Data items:
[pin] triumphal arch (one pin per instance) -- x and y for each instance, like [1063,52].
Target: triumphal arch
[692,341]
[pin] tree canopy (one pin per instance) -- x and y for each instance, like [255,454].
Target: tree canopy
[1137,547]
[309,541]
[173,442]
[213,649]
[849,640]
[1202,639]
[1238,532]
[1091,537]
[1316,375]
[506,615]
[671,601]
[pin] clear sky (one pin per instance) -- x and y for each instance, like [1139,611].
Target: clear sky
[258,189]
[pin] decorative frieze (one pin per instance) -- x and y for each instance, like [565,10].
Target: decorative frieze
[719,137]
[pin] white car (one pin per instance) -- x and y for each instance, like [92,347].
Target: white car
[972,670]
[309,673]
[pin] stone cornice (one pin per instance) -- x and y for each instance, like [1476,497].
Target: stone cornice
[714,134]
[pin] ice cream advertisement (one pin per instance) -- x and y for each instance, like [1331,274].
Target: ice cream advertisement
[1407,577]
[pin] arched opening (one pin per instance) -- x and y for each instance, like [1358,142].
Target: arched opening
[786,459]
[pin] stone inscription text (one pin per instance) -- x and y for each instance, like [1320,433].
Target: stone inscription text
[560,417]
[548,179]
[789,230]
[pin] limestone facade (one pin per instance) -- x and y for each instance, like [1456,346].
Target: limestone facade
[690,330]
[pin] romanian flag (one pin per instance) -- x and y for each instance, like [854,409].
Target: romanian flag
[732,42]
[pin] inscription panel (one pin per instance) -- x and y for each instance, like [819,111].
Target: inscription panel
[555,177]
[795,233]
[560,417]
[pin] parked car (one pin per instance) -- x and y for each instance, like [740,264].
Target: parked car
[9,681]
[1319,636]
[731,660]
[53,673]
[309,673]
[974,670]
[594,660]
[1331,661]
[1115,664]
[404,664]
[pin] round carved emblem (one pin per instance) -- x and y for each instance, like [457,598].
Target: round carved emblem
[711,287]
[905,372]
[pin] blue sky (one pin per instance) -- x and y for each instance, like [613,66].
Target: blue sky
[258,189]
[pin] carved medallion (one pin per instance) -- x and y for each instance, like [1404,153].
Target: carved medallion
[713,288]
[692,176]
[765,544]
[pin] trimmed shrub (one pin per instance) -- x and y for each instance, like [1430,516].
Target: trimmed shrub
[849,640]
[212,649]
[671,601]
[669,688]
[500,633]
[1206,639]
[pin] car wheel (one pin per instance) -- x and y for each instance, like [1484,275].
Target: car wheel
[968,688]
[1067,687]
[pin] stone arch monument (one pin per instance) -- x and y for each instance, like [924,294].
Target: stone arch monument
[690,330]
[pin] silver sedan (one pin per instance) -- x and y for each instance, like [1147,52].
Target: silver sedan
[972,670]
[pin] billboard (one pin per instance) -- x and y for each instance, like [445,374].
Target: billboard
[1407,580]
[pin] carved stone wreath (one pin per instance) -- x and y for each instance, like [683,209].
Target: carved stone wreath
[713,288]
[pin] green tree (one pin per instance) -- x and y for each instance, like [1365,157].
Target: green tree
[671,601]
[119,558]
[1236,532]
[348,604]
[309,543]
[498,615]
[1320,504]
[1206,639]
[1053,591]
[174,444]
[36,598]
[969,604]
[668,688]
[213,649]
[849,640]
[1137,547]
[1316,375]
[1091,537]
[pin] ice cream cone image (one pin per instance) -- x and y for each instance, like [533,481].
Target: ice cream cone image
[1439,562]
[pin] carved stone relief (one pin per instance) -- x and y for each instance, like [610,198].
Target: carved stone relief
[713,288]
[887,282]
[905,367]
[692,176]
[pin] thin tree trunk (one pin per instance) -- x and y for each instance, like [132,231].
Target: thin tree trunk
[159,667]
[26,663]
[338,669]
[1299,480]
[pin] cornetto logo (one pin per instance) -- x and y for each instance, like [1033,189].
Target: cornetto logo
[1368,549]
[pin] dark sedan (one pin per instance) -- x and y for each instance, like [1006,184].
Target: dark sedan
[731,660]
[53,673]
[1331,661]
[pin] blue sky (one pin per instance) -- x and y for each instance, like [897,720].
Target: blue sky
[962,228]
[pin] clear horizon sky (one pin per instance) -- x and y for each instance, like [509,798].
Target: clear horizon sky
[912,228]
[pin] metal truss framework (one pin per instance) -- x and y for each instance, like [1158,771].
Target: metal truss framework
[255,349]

Task prompt: All of the entries should be transcribed exactly as they appear.

Written reply:
[pin] triumphal arch (one pin per instance) -- x and y for each instance, like [1063,52].
Target: triumphal arch
[692,341]
[pin] tree canopy (one pin per instance) -- x and y for each instance, like [255,454].
Target: tree canopy
[1137,547]
[309,541]
[173,442]
[213,649]
[849,640]
[1202,639]
[1238,532]
[1091,537]
[1316,375]
[506,615]
[671,601]
[pin] clear sky (one pin per instance) -- x and y for each instance, like [1139,611].
Target: clear sky
[258,189]
[pin] decorative frieze (one pin per instance) -- x and y for each instance, like [565,10].
Target: decorative frieze
[719,137]
[pin] white car (one pin per instance) -- x and y for each instance, like [92,347].
Target: white car
[972,670]
[309,673]
[pin] stone cornice (one pin per instance) -- x and y for each instance, like [1476,497].
Target: stone cornice
[714,134]
[pin] ice cream advertisement (one pin per instance) -- x and y for each instance, like [1331,274].
Target: ice cream advertisement
[1407,577]
[pin] arched opening (one pin per instance) -- x and y for each instance, like [1358,142].
Target: arched opening
[786,459]
[pin] stone inscription text (one pin per instance) -- x and y for each instance, like [1320,433].
Target: stone inscription text
[560,417]
[548,179]
[789,230]
[pin] limestone facade (one pin per instance) -- x and y for each instance, like [1456,346].
Target: limestone facade
[690,330]
[pin] romanian flag (one pin per instance) -- x and y for each instance, like [854,409].
Target: romanian flag
[732,42]
[pin] inscription panel (one pin per instance) -- x and y for each instance, like [819,111].
Target: inscription panel
[555,177]
[795,233]
[560,417]
[pin] parked car (one pin per instance) -- x and y for each instance, like [740,264].
Target: parked car
[9,681]
[1319,636]
[731,660]
[53,673]
[309,673]
[974,670]
[594,660]
[1331,661]
[1115,664]
[404,664]
[pin] round carved emblem (one pin per instance) -- x and y for each instance, like [457,598].
Target: round carved emblem
[711,287]
[905,372]
[pin] blue sky (one pin per instance) -- x and y for each instance, like [613,66].
Target: blue sky
[258,189]
[pin] carved medallion (one pin per instance) -- x and y for each instance, like [1404,153].
Target: carved medallion
[713,288]
[692,176]
[765,544]
[pin] trimmed shrub (one pin per instance) -- x and y for each instance, like [1430,516].
Target: trimmed shrub
[849,640]
[212,649]
[671,601]
[669,688]
[500,633]
[1206,639]
[pin] car wheel (one pin per instance) -- x and y for each instance, like [1484,275].
Target: car wheel
[968,688]
[1067,687]
[pin] stone arch monument (one pin per instance) -- x and y for each instance, like [924,294].
Target: stone arch monument
[690,330]
[pin] silver sedan (one pin per instance) -- x and y for each instance, like [1147,52].
Target: silver sedan
[972,670]
[pin] billboard (one pin per instance) -- x and y for each instance, like [445,374].
Target: billboard
[1407,580]
[pin] carved stone wreath (one pin per instance) -- x and y for each instance, like [683,209].
Target: carved stone wreath
[713,288]
[pin] green tree (one pin per instance) -- x and y for each instance, like [1365,157].
Target: green tree
[671,601]
[119,558]
[1236,532]
[348,604]
[309,543]
[498,615]
[1320,504]
[1206,639]
[1053,591]
[174,444]
[36,598]
[969,604]
[668,688]
[213,649]
[849,640]
[1137,547]
[1316,375]
[1091,537]
[pin] ice cream cone image (one pin per instance) -- x and y for each instance, like [533,481].
Target: ice cream cone image
[1439,562]
[pin] carved stone relief (one pin per instance) -- x and y for each instance, like [610,198].
Target: carved stone relief
[713,288]
[887,282]
[905,367]
[692,176]
[pin] thin tree trunk (one pin per instance) -- x and y for each instance, like [132,231].
Target: thin tree trunk
[159,667]
[26,663]
[338,669]
[1299,480]
[pin] cornetto logo (one pin per instance) -- x and y for each instance, like [1033,189].
Target: cornetto logo
[1368,549]
[pin] dark sedan (one pin per instance) -- x and y for each instance, like [1006,184].
Target: dark sedan
[731,660]
[53,673]
[1331,661]
[pin] blue sky (one pin per instance) -- x and y for each instance, like [897,720].
Target: blue sky
[962,228]
[pin] clear horizon sky (one pin per instance) -- x and y for each instance, like [509,798].
Target: clear horizon sky
[912,228]
[pin] metal truss framework (one pin per instance) -- x and y for each instance, like [1158,771].
Target: metal truss framework
[255,349]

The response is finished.